## Collected data entries
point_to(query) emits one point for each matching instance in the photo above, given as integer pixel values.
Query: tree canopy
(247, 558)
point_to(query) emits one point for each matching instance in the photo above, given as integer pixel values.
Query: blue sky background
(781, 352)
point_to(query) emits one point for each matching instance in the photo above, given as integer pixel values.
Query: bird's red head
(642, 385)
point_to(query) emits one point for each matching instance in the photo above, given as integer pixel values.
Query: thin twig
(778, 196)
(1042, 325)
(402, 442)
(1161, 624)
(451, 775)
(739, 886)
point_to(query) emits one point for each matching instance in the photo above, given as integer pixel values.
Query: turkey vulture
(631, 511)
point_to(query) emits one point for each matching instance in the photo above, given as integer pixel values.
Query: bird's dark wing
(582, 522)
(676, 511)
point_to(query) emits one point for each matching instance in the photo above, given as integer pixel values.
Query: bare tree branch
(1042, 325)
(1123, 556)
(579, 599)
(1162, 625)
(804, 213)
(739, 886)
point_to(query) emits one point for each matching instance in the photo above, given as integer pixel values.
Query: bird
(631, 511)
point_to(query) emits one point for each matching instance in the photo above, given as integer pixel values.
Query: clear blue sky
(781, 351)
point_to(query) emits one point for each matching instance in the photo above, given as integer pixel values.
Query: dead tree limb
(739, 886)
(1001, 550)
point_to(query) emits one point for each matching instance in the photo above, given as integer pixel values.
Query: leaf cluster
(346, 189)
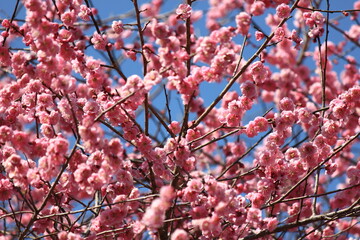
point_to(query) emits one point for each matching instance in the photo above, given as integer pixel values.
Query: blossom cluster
(237, 131)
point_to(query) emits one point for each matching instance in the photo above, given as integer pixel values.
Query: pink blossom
(283, 11)
(84, 13)
(257, 8)
(179, 234)
(117, 27)
(99, 41)
(183, 11)
(243, 20)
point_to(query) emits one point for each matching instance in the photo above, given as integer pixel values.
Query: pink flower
(117, 27)
(179, 234)
(84, 13)
(68, 18)
(257, 8)
(183, 11)
(99, 41)
(243, 21)
(6, 189)
(259, 35)
(283, 11)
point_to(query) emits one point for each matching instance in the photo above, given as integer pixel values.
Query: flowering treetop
(89, 151)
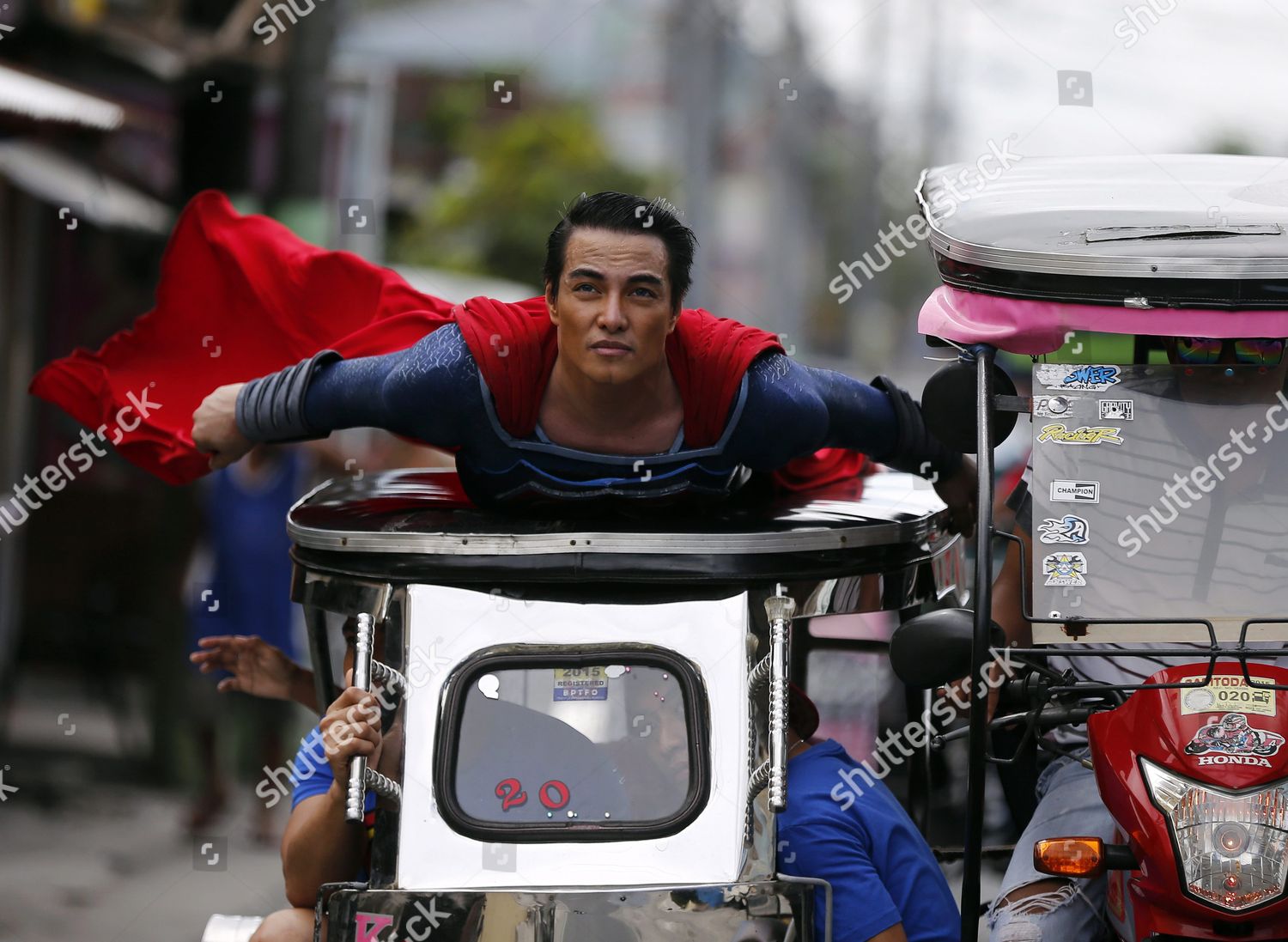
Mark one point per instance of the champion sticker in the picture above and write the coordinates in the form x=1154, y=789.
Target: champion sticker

## Task details
Although the records contain pictures, the output must hold only their exact wording.

## Exercise output
point_to(query) emits one point for each matching instance in the photo above, given as integer pixel values.
Query: tree canopy
(247, 558)
point_to(query) emits one point for each matching instance in the photo above, given as integer pixel values.
Query: blue sky background
(781, 352)
point_to(query) emits one point for each matching instance in the photo above, given as integer pixel values.
Query: bird's red head
(642, 385)
point_to(query) emits one point for each matching instance in the photo above, given as integer pixel values.
Query: thin twig
(778, 196)
(1042, 325)
(402, 442)
(1161, 624)
(451, 775)
(739, 886)
point_to(query) emits one point for each matching instance in the photo above, given as integer pixel values.
Query: turkey vulture
(631, 511)
point_to(query) emits one point for each matching instance in the photo above, given as integer pixel values.
Query: bird's dark wing
(582, 522)
(676, 511)
point_to(query) emits one point for each matching instance in the photo above, given as integer pixel values.
Query: bare tree branch
(1042, 325)
(1123, 556)
(579, 599)
(1162, 625)
(804, 213)
(739, 886)
point_to(query) emits one point for each matching instance in the photo above, given as integer pixel values.
Query: bird
(631, 511)
point_to(query) emits one point for each matching instance in the photo above, given as integer pixel values.
Query: clear blue sky
(781, 351)
point_to(query) emits one point for each matching instance in the photo above, given as integer pixel values.
Query: dead tree limb
(739, 886)
(1001, 550)
point_to(query) emits one point for each matching instance in the photo above, given as integer pixel values.
Query: leaf cluster
(346, 189)
point_to(query) emits one point for each matching instance in the photo above, given as integer pixel values.
Query: blossom cluster
(237, 131)
point_to(query) emits one point for each matching instance in the photo above, given as integer pixel values.
Query: pink blossom
(283, 11)
(84, 13)
(257, 8)
(179, 234)
(117, 27)
(99, 41)
(183, 11)
(243, 20)
point_to(query) emits one point for each matching instance in the photo above, given as integer pixel values.
Query: pink flower
(117, 27)
(179, 234)
(84, 13)
(68, 18)
(257, 8)
(183, 11)
(99, 41)
(243, 21)
(6, 189)
(259, 35)
(283, 11)
point_to(query) emits one point for each matching instance in the photo above, given as integer pixel values.
Query: flowering treetop
(89, 151)
Mark one point per instance of the champion sticker in the picture above and write the coordinates in the form x=1154, y=789.
Target: champion sticker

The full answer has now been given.